Exercise description:
Please convert the listing below into a JSON list of strings, one string per line, omitting blank lines and the picture lines.

Rows from a pointing dataset
***
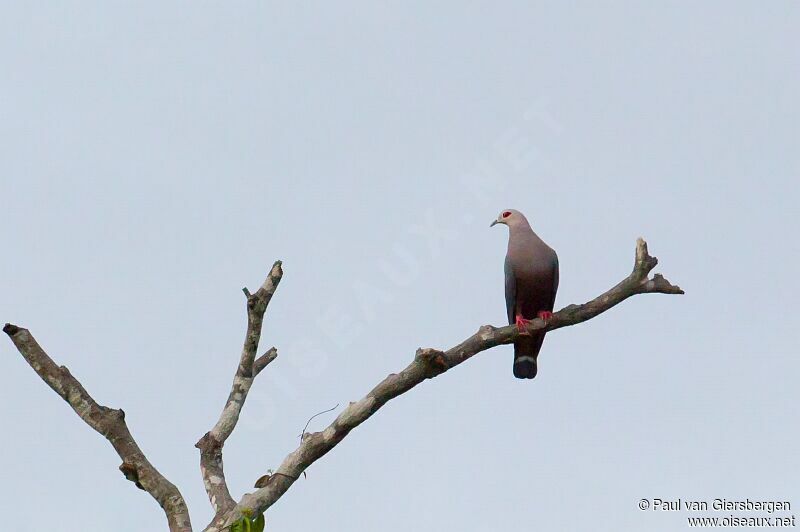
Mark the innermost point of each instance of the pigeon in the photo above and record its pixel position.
(531, 270)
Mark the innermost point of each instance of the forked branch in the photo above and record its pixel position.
(110, 423)
(211, 443)
(427, 364)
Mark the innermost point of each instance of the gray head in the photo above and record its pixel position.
(512, 218)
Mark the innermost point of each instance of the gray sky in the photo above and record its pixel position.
(155, 158)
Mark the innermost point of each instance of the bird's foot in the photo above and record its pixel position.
(522, 325)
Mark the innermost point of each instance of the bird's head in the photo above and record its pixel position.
(511, 218)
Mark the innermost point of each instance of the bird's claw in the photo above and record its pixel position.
(522, 325)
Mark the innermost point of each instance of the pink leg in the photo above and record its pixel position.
(522, 324)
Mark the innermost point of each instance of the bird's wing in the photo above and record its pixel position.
(511, 291)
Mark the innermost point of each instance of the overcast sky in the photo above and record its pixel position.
(157, 157)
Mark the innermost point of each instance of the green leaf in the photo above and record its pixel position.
(258, 523)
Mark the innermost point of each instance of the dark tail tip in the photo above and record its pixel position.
(525, 369)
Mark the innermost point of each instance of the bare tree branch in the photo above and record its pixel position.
(211, 443)
(429, 363)
(107, 421)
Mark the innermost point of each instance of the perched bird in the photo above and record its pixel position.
(531, 282)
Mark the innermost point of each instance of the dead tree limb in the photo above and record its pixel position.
(211, 443)
(110, 423)
(427, 364)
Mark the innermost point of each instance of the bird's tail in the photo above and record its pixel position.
(526, 351)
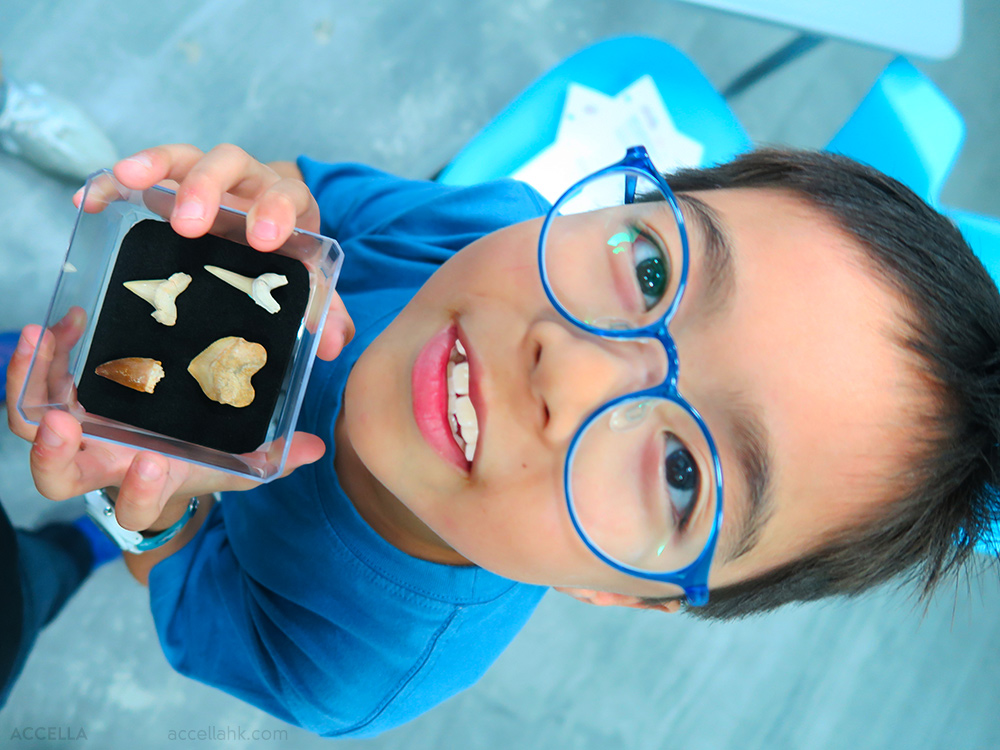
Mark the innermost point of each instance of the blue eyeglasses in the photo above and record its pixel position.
(643, 479)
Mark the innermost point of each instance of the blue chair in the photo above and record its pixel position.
(530, 122)
(906, 128)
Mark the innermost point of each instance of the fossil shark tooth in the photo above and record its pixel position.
(259, 288)
(224, 368)
(161, 294)
(138, 373)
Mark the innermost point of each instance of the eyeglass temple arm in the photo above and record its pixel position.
(630, 182)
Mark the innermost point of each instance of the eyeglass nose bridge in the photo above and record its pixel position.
(667, 388)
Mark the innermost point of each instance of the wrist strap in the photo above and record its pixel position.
(101, 508)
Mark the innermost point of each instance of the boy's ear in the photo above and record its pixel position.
(607, 599)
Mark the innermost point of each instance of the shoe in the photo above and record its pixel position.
(51, 133)
(8, 343)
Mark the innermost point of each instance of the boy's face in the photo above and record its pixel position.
(796, 348)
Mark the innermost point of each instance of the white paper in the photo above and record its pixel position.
(595, 130)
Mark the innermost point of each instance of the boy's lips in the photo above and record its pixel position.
(429, 387)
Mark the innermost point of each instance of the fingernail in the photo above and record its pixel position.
(149, 470)
(265, 229)
(142, 160)
(189, 210)
(49, 437)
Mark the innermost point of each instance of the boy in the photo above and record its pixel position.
(829, 349)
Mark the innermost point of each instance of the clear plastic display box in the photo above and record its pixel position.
(124, 235)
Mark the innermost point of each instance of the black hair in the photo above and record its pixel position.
(945, 500)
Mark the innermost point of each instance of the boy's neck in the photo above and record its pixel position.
(381, 510)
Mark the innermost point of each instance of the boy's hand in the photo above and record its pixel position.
(65, 465)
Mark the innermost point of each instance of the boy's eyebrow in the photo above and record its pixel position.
(753, 456)
(717, 257)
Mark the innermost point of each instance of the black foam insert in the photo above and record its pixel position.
(209, 309)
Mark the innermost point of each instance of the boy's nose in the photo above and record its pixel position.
(574, 372)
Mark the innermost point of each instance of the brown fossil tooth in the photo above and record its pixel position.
(224, 368)
(138, 373)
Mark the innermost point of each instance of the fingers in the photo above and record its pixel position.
(154, 165)
(337, 332)
(286, 204)
(274, 205)
(305, 449)
(144, 491)
(53, 457)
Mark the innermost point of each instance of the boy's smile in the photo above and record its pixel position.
(790, 358)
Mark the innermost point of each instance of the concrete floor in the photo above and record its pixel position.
(403, 85)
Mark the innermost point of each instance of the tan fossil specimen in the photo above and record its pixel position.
(224, 368)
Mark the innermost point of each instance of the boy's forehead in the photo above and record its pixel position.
(807, 346)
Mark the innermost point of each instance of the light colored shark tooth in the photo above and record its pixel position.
(161, 294)
(137, 373)
(259, 288)
(224, 368)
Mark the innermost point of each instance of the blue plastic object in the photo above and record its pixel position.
(530, 122)
(906, 128)
(983, 235)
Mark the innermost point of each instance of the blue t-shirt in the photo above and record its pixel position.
(286, 598)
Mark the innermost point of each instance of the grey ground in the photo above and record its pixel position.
(403, 85)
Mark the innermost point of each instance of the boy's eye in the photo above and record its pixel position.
(652, 269)
(683, 481)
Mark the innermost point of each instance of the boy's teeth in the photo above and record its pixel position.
(458, 375)
(461, 413)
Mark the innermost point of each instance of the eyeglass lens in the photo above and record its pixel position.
(640, 479)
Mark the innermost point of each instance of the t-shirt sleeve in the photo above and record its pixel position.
(409, 226)
(220, 627)
(338, 666)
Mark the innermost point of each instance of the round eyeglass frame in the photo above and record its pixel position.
(693, 578)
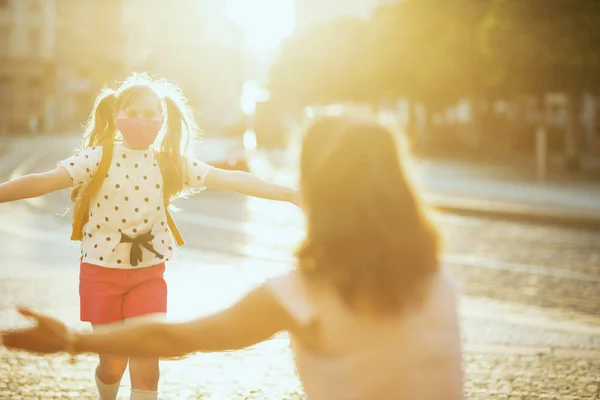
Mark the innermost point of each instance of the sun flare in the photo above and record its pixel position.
(265, 23)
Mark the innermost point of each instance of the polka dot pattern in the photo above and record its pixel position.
(130, 202)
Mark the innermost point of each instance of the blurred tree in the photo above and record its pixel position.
(541, 46)
(428, 52)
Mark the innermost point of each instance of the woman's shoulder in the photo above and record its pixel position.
(291, 290)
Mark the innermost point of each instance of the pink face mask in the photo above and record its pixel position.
(139, 133)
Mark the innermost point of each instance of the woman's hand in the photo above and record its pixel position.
(296, 199)
(47, 336)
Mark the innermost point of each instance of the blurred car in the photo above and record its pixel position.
(226, 152)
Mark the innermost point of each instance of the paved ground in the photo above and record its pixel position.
(530, 309)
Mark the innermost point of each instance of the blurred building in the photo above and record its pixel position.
(194, 44)
(27, 45)
(88, 55)
(311, 12)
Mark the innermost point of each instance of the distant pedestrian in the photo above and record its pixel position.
(371, 313)
(131, 167)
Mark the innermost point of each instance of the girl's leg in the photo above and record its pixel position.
(146, 301)
(109, 371)
(144, 372)
(101, 293)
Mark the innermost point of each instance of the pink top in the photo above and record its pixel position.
(415, 356)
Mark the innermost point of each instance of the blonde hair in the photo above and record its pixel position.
(179, 125)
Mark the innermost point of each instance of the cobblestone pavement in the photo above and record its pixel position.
(530, 310)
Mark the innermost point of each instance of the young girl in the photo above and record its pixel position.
(370, 312)
(125, 228)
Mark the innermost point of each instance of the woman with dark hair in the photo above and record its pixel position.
(371, 313)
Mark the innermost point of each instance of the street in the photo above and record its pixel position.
(530, 308)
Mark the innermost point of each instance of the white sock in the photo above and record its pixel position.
(137, 394)
(107, 392)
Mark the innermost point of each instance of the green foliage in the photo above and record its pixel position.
(437, 51)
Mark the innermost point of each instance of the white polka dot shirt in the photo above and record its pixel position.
(130, 202)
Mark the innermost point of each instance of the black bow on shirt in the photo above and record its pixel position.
(143, 240)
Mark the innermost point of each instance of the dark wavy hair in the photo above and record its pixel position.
(367, 234)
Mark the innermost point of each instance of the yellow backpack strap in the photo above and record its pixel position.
(82, 202)
(174, 230)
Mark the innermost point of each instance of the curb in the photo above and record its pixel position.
(541, 215)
***
The output:
[
  "Mark the innermost point of each instance of the pigeon in the photo above and record its pixel position.",
  "(531, 270)",
  "Mark the innermost point of each instance of the forked branch in the photo above and record its pixel position.",
  "(110, 423)",
  "(211, 443)",
  "(427, 364)",
  "Mark the innermost point of each instance of the gray head in the photo above and record its pixel position.",
  "(512, 218)",
  "Mark the innermost point of each instance of the gray sky in the photo above and record its pixel position.",
  "(155, 158)",
  "Mark the innermost point of each instance of the bird's foot in the photo above and record its pixel position.",
  "(522, 325)",
  "Mark the innermost point of each instance of the bird's head in the photo above and record its pixel position.",
  "(511, 218)",
  "Mark the innermost point of each instance of the bird's claw in the photo above and record its pixel position.",
  "(522, 325)",
  "Mark the innermost point of each instance of the pink leg in the photo above and record its pixel position.",
  "(522, 324)",
  "Mark the innermost point of each instance of the bird's wing in the photo above and record its pixel position.",
  "(511, 291)",
  "Mark the innermost point of each instance of the overcast sky in the photo above and record its pixel position.",
  "(157, 157)",
  "Mark the innermost point of each instance of the green leaf in the photo above and record its pixel position.",
  "(258, 523)",
  "Mark the innermost point of each instance of the dark tail tip in the photo above and record its pixel position.",
  "(525, 369)",
  "Mark the innermost point of each instance of the bare tree branch in the photo above and record its pixel position.",
  "(211, 443)",
  "(429, 363)",
  "(107, 421)",
  "Mark the innermost point of each instance of the perched bird in the photo above and record its pixel position.",
  "(531, 282)",
  "Mark the innermost point of each instance of the dead tree limb in the photo above and record its pixel position.",
  "(211, 443)",
  "(110, 423)",
  "(427, 364)",
  "Mark the innermost point of each instance of the bird's tail in the photo above and record its pixel position.",
  "(526, 351)",
  "Mark the innermost point of each instance of the blue eyeglasses in the photo above and record its pixel position.",
  "(643, 479)",
  "Mark the innermost point of each instance of the blue chair in the photo above and record its pixel position.",
  "(530, 122)",
  "(906, 128)",
  "Mark the innermost point of each instance of the fossil shark tooth in the photo above and record its pixel position.",
  "(259, 288)",
  "(224, 368)",
  "(161, 294)",
  "(138, 373)",
  "Mark the innermost point of each instance of the eyeglass temple arm in the photo above and record its pixel position.",
  "(630, 182)",
  "Mark the innermost point of each instance of the eyeglass nose bridge in the photo above and record its pixel position.",
  "(667, 388)",
  "Mark the innermost point of each instance of the wrist strap in the photo above and record its pixel position.",
  "(101, 508)",
  "Mark the innermost point of each instance of the boy's ear in the photo above and record its pixel position.",
  "(607, 599)",
  "Mark the innermost point of each instance of the shoe in the photo above and record its pixel position.",
  "(51, 133)",
  "(8, 343)",
  "Mark the innermost point of each instance of the boy's face in the photo above and record its pixel position.",
  "(796, 348)",
  "Mark the innermost point of each instance of the white paper in the photo above and record its pixel position.",
  "(595, 130)",
  "Mark the innermost point of each instance of the boy's lips in the photo above and record its pixel position.",
  "(429, 387)",
  "Mark the innermost point of each instance of the fingernail in the photo above and record its pixel position.",
  "(149, 470)",
  "(265, 229)",
  "(142, 160)",
  "(189, 210)",
  "(49, 437)",
  "Mark the innermost point of each instance of the boy in the photo above and record its pixel position.",
  "(829, 349)",
  "Mark the innermost point of each instance of the clear plastic display box in the photo above and record its pixel position.",
  "(124, 235)",
  "Mark the innermost point of each instance of the black hair in the photo above and record its pixel position.",
  "(945, 500)",
  "Mark the innermost point of each instance of the boy's neck in the photo above and record its pixel position.",
  "(381, 510)",
  "Mark the innermost point of each instance of the boy's hand in the photo above and record its pixel position.",
  "(65, 465)",
  "Mark the innermost point of each instance of the boy's eyebrow in the photo above and record its pixel position.",
  "(753, 456)",
  "(717, 257)",
  "Mark the innermost point of each instance of the black foam insert in the photo above and record its pixel position.",
  "(209, 309)",
  "Mark the innermost point of each instance of the boy's nose in the photo above and record its pixel position.",
  "(574, 372)",
  "Mark the innermost point of each instance of the brown fossil tooth in the photo above and record its pixel position.",
  "(224, 368)",
  "(138, 373)",
  "Mark the innermost point of each instance of the fingers in the photo above and record its pixel position.",
  "(154, 165)",
  "(337, 332)",
  "(286, 204)",
  "(274, 205)",
  "(305, 449)",
  "(144, 491)",
  "(53, 457)",
  "Mark the innermost point of each instance of the boy's smile in the photo above and record its pixel position.",
  "(790, 358)",
  "Mark the innermost point of each instance of the concrete floor in the photo above and record its pixel position.",
  "(403, 85)",
  "Mark the innermost point of each instance of the tan fossil specimen in the photo above and record its pixel position.",
  "(224, 368)",
  "Mark the innermost point of each instance of the boy's forehead in the photo above and record its pixel position.",
  "(807, 346)",
  "Mark the innermost point of each instance of the light colored shark tooth in the photo above and record its pixel position.",
  "(161, 294)",
  "(137, 373)",
  "(259, 288)",
  "(224, 368)",
  "Mark the innermost point of each instance of the blue plastic object in the photo above and record its pixel position.",
  "(530, 122)",
  "(906, 128)",
  "(983, 235)",
  "Mark the innermost point of each instance of the blue t-shirt in the photo above and record its pixel position.",
  "(286, 598)",
  "Mark the innermost point of each instance of the grey ground in the photo above and record its pixel position.",
  "(403, 85)",
  "Mark the innermost point of each instance of the boy's eye in the photo above and record its pixel position.",
  "(652, 269)",
  "(683, 481)",
  "Mark the innermost point of each instance of the boy's teeth in the photo above and record its pixel position.",
  "(458, 375)",
  "(461, 413)",
  "Mark the innermost point of each instance of the eyeglass lens in the photo above and record its pixel position.",
  "(640, 479)",
  "Mark the innermost point of each instance of the t-shirt sleeve in the photo above and record its pixel position.",
  "(409, 226)",
  "(220, 627)",
  "(338, 666)",
  "Mark the innermost point of each instance of the round eyeglass frame in the photo above and record its pixel position.",
  "(693, 578)",
  "Mark the innermost point of each instance of the sun flare in the photo above and record its pixel position.",
  "(265, 23)",
  "Mark the innermost point of each instance of the polka dot pattern in the photo above and record its pixel position.",
  "(130, 202)",
  "Mark the innermost point of each instance of the blurred tree in the photo above and record its pixel position.",
  "(541, 46)",
  "(428, 52)",
  "Mark the innermost point of each instance of the woman's shoulder in the photo above and record its pixel position.",
  "(291, 290)",
  "Mark the innermost point of each instance of the pink face mask in the photo above and record its pixel position.",
  "(139, 133)",
  "Mark the innermost point of each instance of the woman's hand in the photo above and record its pixel position.",
  "(296, 199)",
  "(47, 336)",
  "Mark the innermost point of each instance of the blurred car in the photo above and record its pixel position.",
  "(226, 152)",
  "Mark the innermost point of each instance of the paved ground in the photo above and record its pixel position.",
  "(530, 309)",
  "Mark the innermost point of each instance of the blurred building in the photo above and record its pixel position.",
  "(194, 44)",
  "(27, 45)",
  "(88, 55)",
  "(311, 12)",
  "Mark the innermost point of each instance of the distant pedestrian in the photo above and record its pixel position.",
  "(371, 313)",
  "(131, 167)",
  "Mark the innermost point of each instance of the girl's leg in the photo above and record its pixel position.",
  "(146, 301)",
  "(109, 371)",
  "(144, 372)",
  "(101, 293)",
  "Mark the innermost point of each instance of the pink top in the photo above and record its pixel position.",
  "(415, 356)",
  "Mark the innermost point of each instance of the blonde hair in the photo above and record its pixel position.",
  "(179, 125)",
  "Mark the innermost point of each instance of the cobblestone pavement in the photo above and record its pixel position.",
  "(530, 310)",
  "Mark the innermost point of each instance of the young girl in the photo above and record its pixel position.",
  "(370, 312)",
  "(125, 228)",
  "Mark the innermost point of each instance of the woman with dark hair in the photo above and record its pixel position.",
  "(371, 313)",
  "Mark the innermost point of each instance of the street in the photo above and record its pixel position.",
  "(530, 308)",
  "Mark the innermost point of each instance of the white sock in the photo above and record its pixel position.",
  "(137, 394)",
  "(107, 392)",
  "Mark the innermost point of each instance of the green foliage in the photo above and record its pixel position.",
  "(437, 51)",
  "Mark the innermost point of each instance of the white polka dot shirt in the photo above and record its pixel position.",
  "(130, 202)",
  "Mark the innermost point of each instance of the black bow on shirt in the photo above and record its pixel position.",
  "(143, 240)",
  "Mark the innermost point of each instance of the dark wavy hair in the photo above and record its pixel position.",
  "(367, 234)",
  "Mark the innermost point of each instance of the yellow backpack strap in the photo above and record its pixel position.",
  "(82, 202)",
  "(174, 230)",
  "Mark the innermost point of each instance of the curb in the photo above and record its pixel position.",
  "(541, 215)"
]